> [PROMPT] Can you rename every "Annotation guideline" in the lines below to "Labeling rule" and give all the lines again, leaving everything else unchanged?

> [STORED RECORDS]
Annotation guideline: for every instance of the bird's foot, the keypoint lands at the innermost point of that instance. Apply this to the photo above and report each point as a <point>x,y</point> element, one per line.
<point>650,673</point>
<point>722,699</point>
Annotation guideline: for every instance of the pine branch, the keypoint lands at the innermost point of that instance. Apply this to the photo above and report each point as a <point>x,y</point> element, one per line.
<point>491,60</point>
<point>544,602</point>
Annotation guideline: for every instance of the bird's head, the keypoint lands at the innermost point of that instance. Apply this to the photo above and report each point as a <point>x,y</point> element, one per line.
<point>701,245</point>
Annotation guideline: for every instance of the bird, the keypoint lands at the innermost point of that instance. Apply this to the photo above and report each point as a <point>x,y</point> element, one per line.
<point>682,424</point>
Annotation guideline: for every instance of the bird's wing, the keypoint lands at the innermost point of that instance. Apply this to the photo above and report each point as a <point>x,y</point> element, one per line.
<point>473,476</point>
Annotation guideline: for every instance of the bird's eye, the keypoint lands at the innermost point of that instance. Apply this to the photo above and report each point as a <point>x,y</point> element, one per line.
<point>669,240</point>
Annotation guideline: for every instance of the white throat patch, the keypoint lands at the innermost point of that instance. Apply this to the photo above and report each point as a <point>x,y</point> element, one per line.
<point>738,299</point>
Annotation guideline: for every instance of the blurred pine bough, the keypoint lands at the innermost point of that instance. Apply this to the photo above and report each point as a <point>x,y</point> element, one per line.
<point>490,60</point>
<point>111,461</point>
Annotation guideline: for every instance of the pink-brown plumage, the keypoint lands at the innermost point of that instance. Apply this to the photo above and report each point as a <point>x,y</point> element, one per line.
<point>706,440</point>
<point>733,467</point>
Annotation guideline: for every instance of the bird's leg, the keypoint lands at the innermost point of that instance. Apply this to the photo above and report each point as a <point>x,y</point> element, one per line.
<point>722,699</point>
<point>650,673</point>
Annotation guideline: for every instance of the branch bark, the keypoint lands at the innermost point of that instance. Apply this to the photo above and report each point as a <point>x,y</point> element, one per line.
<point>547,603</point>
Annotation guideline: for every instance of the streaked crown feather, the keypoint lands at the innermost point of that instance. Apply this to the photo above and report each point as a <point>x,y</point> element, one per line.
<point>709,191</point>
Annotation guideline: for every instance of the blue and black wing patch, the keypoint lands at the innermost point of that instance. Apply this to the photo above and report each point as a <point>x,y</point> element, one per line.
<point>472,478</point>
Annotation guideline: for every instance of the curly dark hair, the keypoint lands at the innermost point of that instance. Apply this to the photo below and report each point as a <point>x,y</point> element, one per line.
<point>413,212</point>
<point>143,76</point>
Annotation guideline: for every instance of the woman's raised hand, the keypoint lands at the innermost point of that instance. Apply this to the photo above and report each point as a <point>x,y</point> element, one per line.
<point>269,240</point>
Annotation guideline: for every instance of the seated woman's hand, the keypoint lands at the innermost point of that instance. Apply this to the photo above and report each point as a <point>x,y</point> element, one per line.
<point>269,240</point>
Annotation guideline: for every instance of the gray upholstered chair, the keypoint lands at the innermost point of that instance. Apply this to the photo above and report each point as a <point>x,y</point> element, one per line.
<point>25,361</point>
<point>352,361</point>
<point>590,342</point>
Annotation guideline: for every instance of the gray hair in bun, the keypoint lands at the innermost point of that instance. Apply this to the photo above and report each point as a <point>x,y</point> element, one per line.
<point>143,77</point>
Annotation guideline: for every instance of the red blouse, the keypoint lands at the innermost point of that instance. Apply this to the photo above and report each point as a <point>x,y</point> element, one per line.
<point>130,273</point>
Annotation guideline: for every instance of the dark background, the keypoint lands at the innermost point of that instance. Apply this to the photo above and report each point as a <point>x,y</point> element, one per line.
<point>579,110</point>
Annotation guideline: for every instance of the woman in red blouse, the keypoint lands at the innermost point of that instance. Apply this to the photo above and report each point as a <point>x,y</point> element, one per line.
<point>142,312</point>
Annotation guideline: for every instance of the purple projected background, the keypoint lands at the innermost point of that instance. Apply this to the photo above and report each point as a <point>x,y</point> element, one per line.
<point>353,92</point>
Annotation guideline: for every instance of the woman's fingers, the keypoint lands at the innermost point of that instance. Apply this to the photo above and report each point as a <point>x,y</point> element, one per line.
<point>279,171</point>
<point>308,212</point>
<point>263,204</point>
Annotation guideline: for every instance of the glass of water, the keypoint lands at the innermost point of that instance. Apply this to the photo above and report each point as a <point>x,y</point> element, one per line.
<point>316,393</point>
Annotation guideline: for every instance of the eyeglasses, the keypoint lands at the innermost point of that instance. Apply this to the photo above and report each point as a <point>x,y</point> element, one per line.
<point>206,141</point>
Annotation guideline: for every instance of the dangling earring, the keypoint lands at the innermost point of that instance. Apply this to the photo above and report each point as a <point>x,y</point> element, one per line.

> [SOLUTION TO THIS PROBLEM]
Labeling rule: for every instance of the bird's foot, the keypoint lands at the innermost point of that instance. Apply this to the photo above and report each point as a <point>x,y</point> element, one per line.
<point>650,673</point>
<point>722,699</point>
Labeling rule: for every instance of the pine branch, the keypoint lands at the innermost point of that instance. Apply this to the photo above and report each point as a <point>x,y</point> element, one per line.
<point>491,60</point>
<point>544,602</point>
Labeling rule: for every instance of the bird's head, the keypoint lands at the innermost point of that instance. Apply this to the photo above and report each point as a <point>x,y</point> element, one per line.
<point>701,245</point>
Labeling rule: for every instance of the bird, the keypoint lands at the innermost point of that instance. Apply this to the photo above and report each point as a <point>x,y</point> element, one per line.
<point>682,424</point>
Labeling rule: for every instance of the bird's wing, the keypoint lands at the innermost point of that instance. Apply this to the photo above and report each point as a <point>x,y</point> element, one per line.
<point>473,476</point>
Labeling rule: for every instance of the bird's eye, the keypoint lands at the innermost point of that instance. Apply this to the photo above and report each point as a <point>x,y</point> element, one per line.
<point>669,240</point>
Labeling rule: for every instance of the white throat patch, the keypoint lands at the innermost point of that instance. Apply this to the photo above and report each point as a <point>x,y</point> element, one per line.
<point>738,299</point>
Labeling rule: for every instance of the blurred pine bough, the keypoint lands at the innermost point of that instance. Apply this to the photo above and report each point as a <point>x,y</point> element, one per line.
<point>490,60</point>
<point>111,461</point>
Labeling rule: for every instance of the pink-brown plumage, the keypoint lands at the innermost point of that instance. Apply this to the photo above and report each point as a <point>x,y</point> element, one per line.
<point>706,440</point>
<point>733,467</point>
Labeling rule: for every instance of the bird's leg, the keypoint lands at the innermost point of that instance. Apply this to the photo above and report each point as a <point>x,y</point> element, one per line.
<point>722,699</point>
<point>650,673</point>
Labeling rule: for every instance of the branch bark, the keypoint lands at the innermost point of that instance. Apply this to the photo above and report each point as a <point>x,y</point> element, one per line.
<point>547,603</point>
Labeling rule: for every instance of the streaked crown feather, the keypoint lands at the innermost point of that instance. Apply this to the photo above and report each point as a <point>x,y</point> element, one per line.
<point>709,191</point>
Labeling rule: for every instance of the blue and black wing patch, the keypoint lands at the innermost point of that instance. Apply this to the photo above and report each point as a <point>x,y</point> element, one per line.
<point>472,478</point>
Labeling rule: for every instance of the curly dark hair, the keypoint lands at the innermost point of that instance. Apply this to the photo below and report each point as a <point>x,y</point> element, one per line.
<point>413,212</point>
<point>143,76</point>
Labeling rule: for every instance of the woman's raised hand, the keypoint lands at the innermost point of that instance. Apply this to the photo above and report each point as a <point>x,y</point> element, one per line.
<point>269,240</point>
Labeling rule: for every instance of the seated woman's hand, the keypoint lands at the innermost point of that instance. Apply this to the photo above and report each point as a <point>x,y</point> element, one per line.
<point>269,240</point>
Labeling rule: for every instance of the gray upholstered chair, the keypoint lands at the innermost point of that instance. Apply this to the photo above and report each point as a <point>x,y</point> element, one per line.
<point>25,361</point>
<point>352,361</point>
<point>590,342</point>
Labeling rule: for every instance of the gray hair in bun, the keypoint lands at the innermost point of that instance. Apply this to the photo above and report each point as a <point>x,y</point> element, one per line.
<point>143,77</point>
Labeling rule: for every instance of the red blouse, the keypoint lands at the innermost point of that instance. Apply this to the photo above and report each point as a <point>x,y</point> element, one per line.
<point>130,273</point>
Labeling rule: for every instance of the dark background, the keypoint lands at the innermost point of that instance. Apply this to the photo above and report each point as a <point>x,y</point> element, one per line.
<point>579,110</point>
Labeling rule: for every instance of the woman in red blouse, the keypoint lands at the innermost point of that instance. Apply this to the photo above and report each point as a <point>x,y</point> element, one per line.
<point>142,312</point>
Labeling rule: for every instance of the purple projected background, the keypoint lands at the innermost point of that instance. Apply this to the photo above and report each point as a <point>x,y</point> element, one per line.
<point>353,92</point>
Labeling rule: for every instance of the woman's fingers, the keypoint lands at the innermost point of that instance. Apply this to the photo above and report each point as a <point>x,y</point> element, one per line.
<point>279,171</point>
<point>308,212</point>
<point>263,204</point>
Labeling rule: for every instance of the glass of water, the keypoint lands at the innermost point of that instance. Apply this to the photo above and report each point as a <point>x,y</point> element, one per line.
<point>316,393</point>
Labeling rule: for every instance of the eyeglasses, the keypoint lands at the innermost point of that instance. Apply this to the photo above and report each point as a <point>x,y</point> element, one per line.
<point>206,141</point>
Labeling rule: for every instance of the dangling earring, the keypoint lands at the innermost point of that instance. Apply this to the photo above and report each point as a <point>x,y</point> element, one per line.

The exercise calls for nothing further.